■ **Tareas pendientes**
1) Responde, según el texto sobre el dogo español en la Plaza Mayor:
(a) ¿En qué fecha se inauguró la Plaza Mayor de Madrid?
(b) ¿Qué se celebraba con la última corrida, la de 1846?
(c) ¿Qué fecha figura junto al nombre de Eduardo De Benito?
2) Continúa el texto sobre el dogo español en la Plaza Mayor a partir de su última oración.

■ **Pasaje citado**
┌──
CLUB NACIONAL DEL DOGO ESPAÑOL

UN DOGO ESPAÑOL SE PASEA POR LA PLAZA MAYOR DE MADRID (PARTE 1º)


 

UN DOGO ESPAÑOL SE PASEA POR LA PLAZA MAYOR DE MADRID

 

Al Club Nacional del Dogo Español con motivo de su I Exposición Monográfica.

Eduardo De Benito 16/01/2022

 

En aquel sitio no se escuchaba otro ruido que el ladrar de perros feroces, perros de formidables mandíbulas, y ancha cara de dogo…

La Plaza Mayor de Madrid, hoy espacio invadido por turistas irrespetuosos de las tradiciones, fue en el pasado lugar de recreo y solaz de la Corte, donde acudían los madrileños buscando ocio. Allí tuvieron lugar festejos de exuberante ornato, siendo los toros esenciales en las fiestas de la Capital del Imperio. El 3 de julio de 1619 se inauguraba la Plaza Mayor de Madrid, y lo hacía con un gran espectáculo taurino, con quince toros y los perros de presa. La última corrida fue en 1846, celebrando la doble boda de Isabel II y su hermana la infanta María Luisa. Esta plaza es un arquetipo, un modelo de otros muchos cosos donde se corrieron toros y se soltaron dogos. El trasiego de ejércitos extranjeros durante la Guerra de la Independencia y los viajeros románticos, que dejaron su testimonio en relatos y estampas, convirtieron las corridas en uno de los signos de identidad de España.
└──
■ **Sección de datos**
┌──
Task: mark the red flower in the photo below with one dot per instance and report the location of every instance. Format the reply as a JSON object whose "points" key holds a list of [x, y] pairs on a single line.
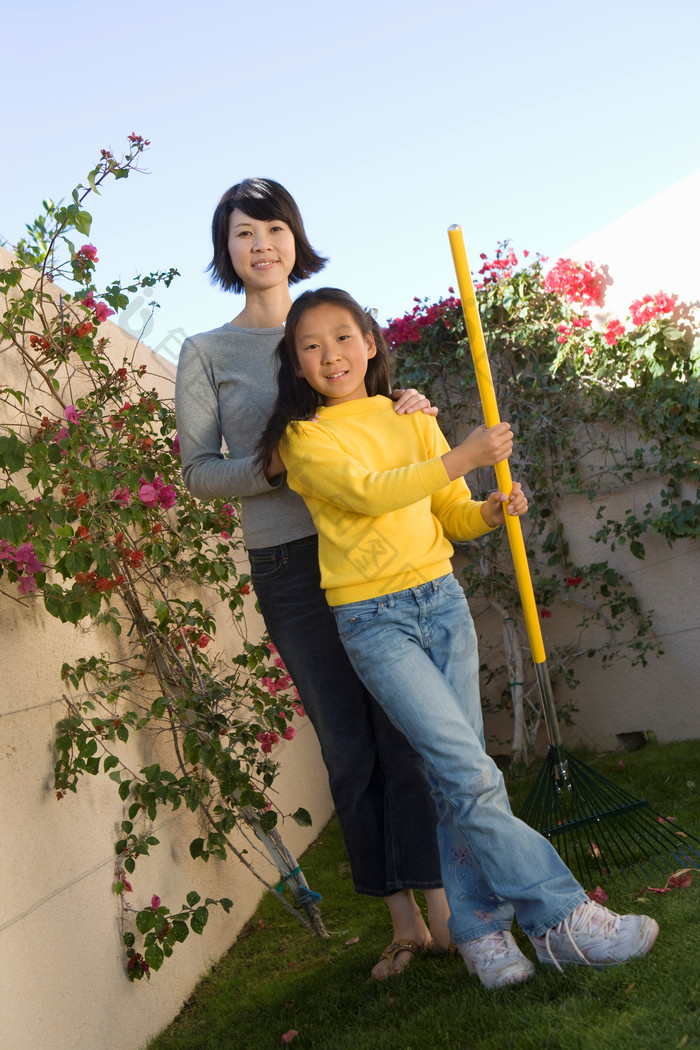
{"points": [[89, 252], [614, 330], [650, 307], [575, 281]]}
└──
■ **Respuestas**
1)
(a) El 3 de julio de 1619.
(b) La doble boda de Isabel II y su hermana, la infanta María Luisa.
(c) 16/01/2022.

2)
Decían nuestros Ilustrados que el toreo era jolgorio propio de un pueblo bajo e inculto, muy querido del marquesito vestido de majo o la señorona vestida de manola. La nómina de intelectuales anti taurinos de nuestro país es mastodóntica, pero los toros les han sobrevivido. Poco escribieron nuestros ilustrados contra la suerte de perros, afanados en repudiar la totalidad del toreo, pero merece traerse aquí la crítica de José de Vargas Ponce (1760-1821) en su “Disertación sobre las corridas de toros”, escrita en 1807, como ejemplo de ese rechazo: “El modo de lidiar los toros echándoles perros, inicua paga que, apurados todos los recursos para obligarlos a hacer mal, les daban hombres más encarnizados que los toros mismos; esta suerte, horroroso ejemplo de la antipatía de ciertas castas de brutos, por conocida bastará con solo mencionarla”. Para el filósofo Jaime Balmes (1810-1848): "Las fiestas de toros son indignas de un pueblo civilizado y los extranjeros asistentes a dicho espectáculo se hacen cómplices de la barbarie española”. Lo cierto es que los viajeros europeos que se aventuraban a visitar aquella “incivilizada España”, quedaban atrapados por la tauromaquia. El escritor alemán Johann Ernst Daniel Bornschein en 1805 comenta la pasión madrileña por los toros: “Los habitantes de Madrid prefieren este espectáculo a todos los demás, y nadie se excluye de ello. La furia, también de la clase más pobre del pueblo, de querer asistir a estos combates llega a tal extremo que venden sus vestidos, camas y otros objetos” Las palabras más justas se encuentran en el libro “Viaje de Viena a Madrid” del austriaco Joseph Hager (1757-1819) “Es un espectáculo que vale la pena verlo, a pesar de tantas críticas. Aquí es donde delante de la mirada de un numeroso público se desarrolla el valor español, la habilidad adquirida y el desprecio del peligro” Madrid no era la ciudad de “pícaros, putas, pleitos, polvos, piedras, puercos, piojos y pulgas”, como la estigmatizó el católico holandés Hendrick Cock en 1583.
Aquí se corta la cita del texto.